• [Things to do]:
a. Decide whether each statement below agrees with the rail worker definitions that follow. For each statement, answer yes or no and quote the deciding words.
(i) A cross-border worker is assigned to interoperable cross-border services for more than one hour on a daily shift basis.
(ii) An inspector is a person appointed under paragraph 1 of Schedule 3.
(iii) A driver is any member of a train crew.
b. Resume the rail worker definitions from the point where they stop.

• [Document extract]:
****************************************
2.—(1) In these Regulations—

“collective agreement” means a collective agreement within the meaning of Article 2(4) of the Industrial Relations (Northern Ireland) Order 1992(1), the trade union parties to which are independent trade unions within the meaning of paragraph (2) of that Article;

“cross-border worker” means any worker who is a member of a train crew and who is assigned to interoperable cross-border services for more than one hour on a daily shift basis;

“driver” means a cross-border worker in charge of operating a traction unit;

“employer”, in relation to a cross-border worker, means the person by whom the worker is (or where the employment has ceased, was) employed;

“employment”, in relation to a cross-border worker, means employment under the worker’s contract, and “employed” shall be construed accordingly;

“the Executive” means the Health and Safety Executive for Northern Ireland referred to in Article 3(1) of the Health and Safety at Work (Amendment) (Northern Ireland) Order 1998(2);

“inspector” means a person appointed under paragraph 1 of Schedule 2;

“interoperable cross-border services” are services to the Republic of Ireland, in respect of which at least two safety certificates are required, as stipulated by Article 10 of Directive 2004/49/EC of the European Parliament and the Council of 29th April 2004(3);

“leave year” for a cross-border worker begins on—

(a)
****************************************
• [Dataset excerpt]:

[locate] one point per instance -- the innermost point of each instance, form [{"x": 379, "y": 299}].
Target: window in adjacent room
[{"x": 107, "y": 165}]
****************************************
• [Answers to the tasks]:
a.
(i) Yes: "assigned to interoperable cross-border services for more than one hour on a daily shift basis"
(ii) No: "a person appointed under paragraph 1 of Schedule 2"
(iii) No: "a cross-border worker in charge of operating a traction unit"

b.
such date as is provided for in a relevant agreement, or

(b)

if there are no provisions of a relevant agreement which apply, on 1 January;

“relevant agreement”, in relation to a cross-border worker, means a workforce agreement which applies to the worker, any provision of a collective agreement which forms part of a contract between the worker and the worker’s employer, or any other agreement in writing which is legally enforceable as between the worker and the employer;

“relevant training” means work experience provided pursuant to training course or programme, training for employment, or both, other than work experience or training—

(a)

the immediate provider of which is an educational institution or a person whose main business is the provision of training, and

(b)

which is provided on a course run by that institution or person;

“rest period” means any period which is not working time;

“week” means a period of seven days which starts at such time as is determined for the purposes of these Regulations by a relevant agreement, or in default of such a determination at midnight at the beginning of Monday;

“workforce agreement” means an agreement between an employer and workers employed by the employer or their representatives in respect of which the conditions set out in Schedule 1 are satisfied; and

“working time” in relation to a cross-border worker, means—

(a)

any period during which a cross-border worker is working, at the employer’s disposal and carrying out the worker’s activities or duties,

(b)

any period during which the worker is receiving relevant training, and

(c)

any additional period which is to be treated as working time for the purpose of these Regulations under a relevant agreement.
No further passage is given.